**FRAGMENTO SELECCIONADO:**

Gustave Flaubert escribió Primera educación sentimental entre los años 1843 y 1845, de acuerdo a dos menciones hechas por él mismo entre febrero y octubre de 1843, y entre mayo del 44 y enero del 45. Una vez concluida no le gustó lo que había escrito y la guardó tirada por algún cajón. Constaba de 311 folios, escritos por las dos caras. Cuando más tarde escribió lo que acabaría siendo Educación Sentimental, aprovechó el título.
Esta Primera educación sentimental se publicó por vez primera por entregas en la Revue de Paris, entre noviembre de 1910 y febrero de 1911. La crítica la trató con bondad, atendiendo a que se trataba de una novela de los primeros años del escritor de Madame Bovary. Después apareció como parte de Las obras completas de Flaubert. La traducción del presente libro está tomada de la publicación de Editions du Seuil, del año 1963.
La novela, de cerca de 400 páginas, tiene momentos altos y otros no tanto. Su trazado es irregular. La trama a veces es ramplona y cae en lugares comunes (Describe un romance entre una mujer madura y un joven estudiante y agrega otros más para complementar la escena, como si se tratara de una obra de teatro). Por momentos la novela muestra el genio de un autor en ciernes. Aparecen un par de guiños a Don Quijote (lo leyó tempranamente) y a La Regenta. La figura sicológica de señora Renaud anticipa a lo que será más tarde Madame Bovary; sin duda. Se la muestra sentimental, soñadora y desconforme con su suerte actual. Anhela un amor de verdad. Su marido es bastante mayor, ella es joven aún y no duerme en la misma cama con su esposo.

**CONSIGNA DADA:** Copia sin cambiar nada todo lo que va desde "Gustave Flaubert escribió" hasta "del año 1963." en el texto de arriba sobre Primera educación sentimental.

**MATERIAL MOSTRADO:**
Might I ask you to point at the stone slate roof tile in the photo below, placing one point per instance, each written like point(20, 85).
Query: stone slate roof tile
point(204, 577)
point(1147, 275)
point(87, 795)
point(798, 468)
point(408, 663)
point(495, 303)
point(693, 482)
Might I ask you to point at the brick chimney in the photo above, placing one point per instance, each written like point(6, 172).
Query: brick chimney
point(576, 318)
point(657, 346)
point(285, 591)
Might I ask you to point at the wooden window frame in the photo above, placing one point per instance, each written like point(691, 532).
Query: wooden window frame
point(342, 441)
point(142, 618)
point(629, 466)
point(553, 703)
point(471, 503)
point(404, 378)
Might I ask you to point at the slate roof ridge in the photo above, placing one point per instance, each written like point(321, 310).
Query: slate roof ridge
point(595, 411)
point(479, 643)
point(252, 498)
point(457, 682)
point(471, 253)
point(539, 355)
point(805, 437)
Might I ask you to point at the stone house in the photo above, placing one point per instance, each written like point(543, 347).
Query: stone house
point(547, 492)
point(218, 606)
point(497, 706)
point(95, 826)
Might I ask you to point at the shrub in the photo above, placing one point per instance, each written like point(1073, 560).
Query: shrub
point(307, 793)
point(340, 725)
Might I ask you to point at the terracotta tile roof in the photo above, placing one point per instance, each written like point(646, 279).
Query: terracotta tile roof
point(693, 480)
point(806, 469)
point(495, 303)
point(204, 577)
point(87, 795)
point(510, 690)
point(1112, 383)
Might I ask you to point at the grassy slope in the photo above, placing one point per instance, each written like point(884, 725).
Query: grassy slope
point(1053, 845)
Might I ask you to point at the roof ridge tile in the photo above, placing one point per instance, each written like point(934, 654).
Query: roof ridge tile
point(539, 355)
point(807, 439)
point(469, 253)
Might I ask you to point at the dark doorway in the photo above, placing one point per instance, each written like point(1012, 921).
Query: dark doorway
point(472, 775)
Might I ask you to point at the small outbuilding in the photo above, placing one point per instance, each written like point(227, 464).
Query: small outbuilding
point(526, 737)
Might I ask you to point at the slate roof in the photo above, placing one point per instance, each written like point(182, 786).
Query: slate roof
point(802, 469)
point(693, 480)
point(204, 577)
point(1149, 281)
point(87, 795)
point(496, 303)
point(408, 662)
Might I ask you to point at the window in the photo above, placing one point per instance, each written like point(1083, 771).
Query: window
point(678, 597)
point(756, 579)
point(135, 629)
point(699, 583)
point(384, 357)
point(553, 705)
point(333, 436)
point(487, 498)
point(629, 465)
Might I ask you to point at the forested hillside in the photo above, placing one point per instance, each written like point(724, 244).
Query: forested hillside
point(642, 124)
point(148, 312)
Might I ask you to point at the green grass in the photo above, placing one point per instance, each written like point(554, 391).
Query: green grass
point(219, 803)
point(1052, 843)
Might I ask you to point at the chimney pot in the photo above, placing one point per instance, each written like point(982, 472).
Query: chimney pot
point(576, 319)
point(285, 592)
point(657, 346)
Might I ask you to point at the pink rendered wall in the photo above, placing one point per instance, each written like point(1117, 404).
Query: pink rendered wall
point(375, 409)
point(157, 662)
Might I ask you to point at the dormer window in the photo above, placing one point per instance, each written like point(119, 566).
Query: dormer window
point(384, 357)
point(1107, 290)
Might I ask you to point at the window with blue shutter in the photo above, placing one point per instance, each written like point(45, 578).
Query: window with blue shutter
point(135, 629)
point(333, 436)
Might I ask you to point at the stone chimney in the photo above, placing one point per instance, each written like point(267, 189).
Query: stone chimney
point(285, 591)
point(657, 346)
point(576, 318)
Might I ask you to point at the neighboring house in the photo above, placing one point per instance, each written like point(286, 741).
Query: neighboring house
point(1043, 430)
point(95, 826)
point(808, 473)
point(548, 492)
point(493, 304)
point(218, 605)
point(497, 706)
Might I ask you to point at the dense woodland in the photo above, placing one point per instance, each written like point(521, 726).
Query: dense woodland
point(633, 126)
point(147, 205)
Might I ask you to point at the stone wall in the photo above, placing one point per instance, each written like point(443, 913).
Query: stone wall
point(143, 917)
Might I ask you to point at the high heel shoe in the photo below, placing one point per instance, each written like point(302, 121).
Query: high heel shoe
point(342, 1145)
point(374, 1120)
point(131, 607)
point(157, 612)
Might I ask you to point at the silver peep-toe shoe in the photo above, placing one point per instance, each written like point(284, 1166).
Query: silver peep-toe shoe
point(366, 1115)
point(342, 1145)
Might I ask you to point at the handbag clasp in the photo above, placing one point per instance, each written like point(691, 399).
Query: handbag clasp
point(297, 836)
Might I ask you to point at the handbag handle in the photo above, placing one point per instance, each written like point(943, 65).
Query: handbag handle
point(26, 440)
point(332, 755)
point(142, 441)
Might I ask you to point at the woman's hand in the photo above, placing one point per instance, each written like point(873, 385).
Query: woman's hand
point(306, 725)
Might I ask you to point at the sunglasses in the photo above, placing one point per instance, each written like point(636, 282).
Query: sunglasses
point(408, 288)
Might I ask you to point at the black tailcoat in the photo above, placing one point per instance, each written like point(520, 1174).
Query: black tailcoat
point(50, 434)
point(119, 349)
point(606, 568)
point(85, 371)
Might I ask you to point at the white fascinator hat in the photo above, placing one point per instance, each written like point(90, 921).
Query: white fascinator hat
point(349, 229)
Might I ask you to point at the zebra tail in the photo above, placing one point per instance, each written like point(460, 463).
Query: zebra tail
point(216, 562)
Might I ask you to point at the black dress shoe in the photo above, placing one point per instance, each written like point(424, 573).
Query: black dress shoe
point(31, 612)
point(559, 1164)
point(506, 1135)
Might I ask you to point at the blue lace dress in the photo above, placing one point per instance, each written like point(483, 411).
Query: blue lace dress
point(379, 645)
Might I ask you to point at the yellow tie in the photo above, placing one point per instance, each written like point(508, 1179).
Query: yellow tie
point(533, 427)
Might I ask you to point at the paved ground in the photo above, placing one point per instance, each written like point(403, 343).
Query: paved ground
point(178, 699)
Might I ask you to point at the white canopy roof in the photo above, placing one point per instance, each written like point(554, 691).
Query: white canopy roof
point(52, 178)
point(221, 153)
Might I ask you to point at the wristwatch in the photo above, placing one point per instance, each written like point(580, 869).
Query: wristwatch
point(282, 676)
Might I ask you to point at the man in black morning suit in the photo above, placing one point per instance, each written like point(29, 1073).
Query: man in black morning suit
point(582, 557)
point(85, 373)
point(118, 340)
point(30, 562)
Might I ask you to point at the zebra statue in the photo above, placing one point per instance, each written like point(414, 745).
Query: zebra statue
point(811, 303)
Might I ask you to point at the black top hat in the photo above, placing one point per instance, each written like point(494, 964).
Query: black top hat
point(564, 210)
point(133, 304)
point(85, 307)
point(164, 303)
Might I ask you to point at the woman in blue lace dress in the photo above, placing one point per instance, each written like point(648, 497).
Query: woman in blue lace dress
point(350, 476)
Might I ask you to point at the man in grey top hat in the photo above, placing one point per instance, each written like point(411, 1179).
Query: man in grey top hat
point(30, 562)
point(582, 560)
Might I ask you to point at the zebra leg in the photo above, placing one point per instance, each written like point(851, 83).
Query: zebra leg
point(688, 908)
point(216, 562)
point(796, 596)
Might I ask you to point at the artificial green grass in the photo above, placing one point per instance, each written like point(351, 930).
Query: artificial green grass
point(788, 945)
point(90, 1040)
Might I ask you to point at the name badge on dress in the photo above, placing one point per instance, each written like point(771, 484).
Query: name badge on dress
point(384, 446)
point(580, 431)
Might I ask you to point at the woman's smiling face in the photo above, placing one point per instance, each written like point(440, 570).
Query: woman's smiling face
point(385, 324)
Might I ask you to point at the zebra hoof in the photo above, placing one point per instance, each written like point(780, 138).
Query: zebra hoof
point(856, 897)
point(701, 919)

**RESPUESTA ESPERADA:**
Gustave Flaubert escribió Primera educación sentimental entre los años 1843 y 1845, de acuerdo a dos menciones hechas por él mismo entre febrero y octubre de 1843, y entre mayo del 44 y enero del 45. Una vez concluida no le gustó lo que había escrito y la guardó tirada por algún cajón. Constaba de 311 folios, escritos por las dos caras. Cuando más tarde escribió lo que acabaría siendo Educación Sentimental, aprovechó el título.
Esta Primera educación sentimental se publicó por vez primera por entregas en la Revue de Paris, entre noviembre de 1910 y febrero de 1911. La crítica la trató con bondad, atendiendo a que se trataba de una novela de los primeros años del escritor de Madame Bovary. Después apareció como parte de Las obras completas de Flaubert. La traducción del presente libro está tomada de la publicación de Editions du Seuil, del año 1963.